Pierwszy wieczór spędziliśmy tu po przylocie z Johor Bahru. Z lotniska dojechaliśmy do centrum autobusem za 5 MYR od osoby. Akurat padał lekki deszcz, a miasto wydawało się dużo bardziej azjatyckie niż Singapur. Wąskie knajpki wylewały się na pozastawiane samochodami brudne ulice na których kłębili się ludzie. Od razu poczuliśmy klimat podróży po zakamarkach świata. Nasz hostel (Halo hostel) znajdował się dwie ulice dalej i wyróżniał się pomalowaną fasadą oraz zamiecionym chodnikiem. Próby negocjacji ceny z panem na recepcji nie przyniosły skutku, więc zarezerwowaliśmy pokój przez booking.com (80 MYR). Pokój był nieduży, ale odnowiony i w dobrym stanie, jedynie widok z okna znacząco odstawał od reszty. Po szybkim prysznicu ruszyliśmy na zwiedzanie, jednak bardzo szybko okazało się że opinie o mieście nie są przesadzone. Poza widokiem na morze i port o zachodzie słońca nic nie przykuło naszej uwagi. Powłóczyliśmy się trochę po nadmorskim targu, gdzie do późnych godzin można kupić owoce, ryby, a nawet leżące luzem na drewnianych stołach surowe mięso. Pomimo warstwy błota na ziemi wszyscy chodzą w japonkach, podczas gdy my rozważaliśmy zdobycie gumiaków. Sprzedawcy na nasz widok próbowali wcisnąć nam cokolwiek i byli bardzo rozczarowani naszymi odmowami. Skusiliśmy się jedynie na kokosa i grillowaną rybę. Wyglądała najzwyczajniej z dostępnych, ale miała kolorowy brzuch i wciąż zastanawiamy się czy nie była złapana na rafie koralowej. Na pewno stamtąd pochodziły półmetrowe homary, trzydziestocentymetrowe ślimaki i inne olbrzymy uwięzione w akwariach na Sea Food Market (Jalan Kampung Air 4). Nigdy wcześniej takich nie widzieliśmy i aż żal pomyśleć, że przeznaczeniem tych pięknych okazów był grill. Po spacerze wróciliśmy do hostelu, bo następnego dnia czekała nas podróż do Kudatu. Busik odjeżdża z tego samego miejsca gdzie wysiedliśmy z autobusu lotniskowego. Jednak nie ma on stałego rozkładu, odjeżdża kiedy znajdzie się komplet pasażerów. Akurat mieliśmy szczęście, bo załapaliśmy się na dwa ostatnie miejsca, ale i tak na odjazd musieliśmy poczekać około pół godziny - okazało się, że kierowca miał do przewiezienia jakiś dodatkowy pakunek.

Między miastami jest niecałe 200 km, a podróż trwa około 3 godzin. W naszym busie było 9 pasażerów i dwójka dzieci, które siedziały na wąskiej ławce, tyłem do kierunku jazdy. Pasy były tylko przy niektórych fotelach, a droga wąska i dziurawa. Zupełnie nie przeszkadzało to kierowcy, który bił rekordy prędkości i wyprzedzał każdy napotkany samochód. Ta pełna wrażeń przejażdżka kosztowała 30 MYR od osoby. Na miejscu uprzejmy kierowca pomógł nam znaleźć transport, za 60 MYR zostaliśmy przewiezieni 30 km do Secret Place - celu naszej podróży.

• **Wykonaj polecenia**:
a) Przepisz z relacji z podróży fragment zaczynający się od słów „Między miastami jest” i ciągnący się aż do słów „celu naszej podróży.”.
b) Ile kosztował jedną osobę przejazd busem do Kudatu według relacji z podróży?

• **Zebrane dane**:
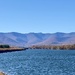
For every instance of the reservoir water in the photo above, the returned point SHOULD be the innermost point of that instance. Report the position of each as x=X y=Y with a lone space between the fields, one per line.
x=38 y=62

• **Rozwiązania zadań**:
a)
Między miastami jest niecałe 200 km, a podróż trwa około 3 godzin. W naszym busie było 9 pasażerów i dwójka dzieci, które siedziały na wąskiej ławce, tyłem do kierunku jazdy. Pasy były tylko przy niektórych fotelach, a droga wąska i dziurawa. Zupełnie nie przeszkadzało to kierowcy, który bił rekordy prędkości i wyprzedzał każdy napotkany samochód. Ta pełna wrażeń przejażdżka kosztowała 30 MYR od osoby. Na miejscu uprzejmy kierowca pomógł nam znaleźć transport, za 60 MYR zostaliśmy przewiezieni 30 km do Secret Place - celu naszej podróży.

b) 30 MYR.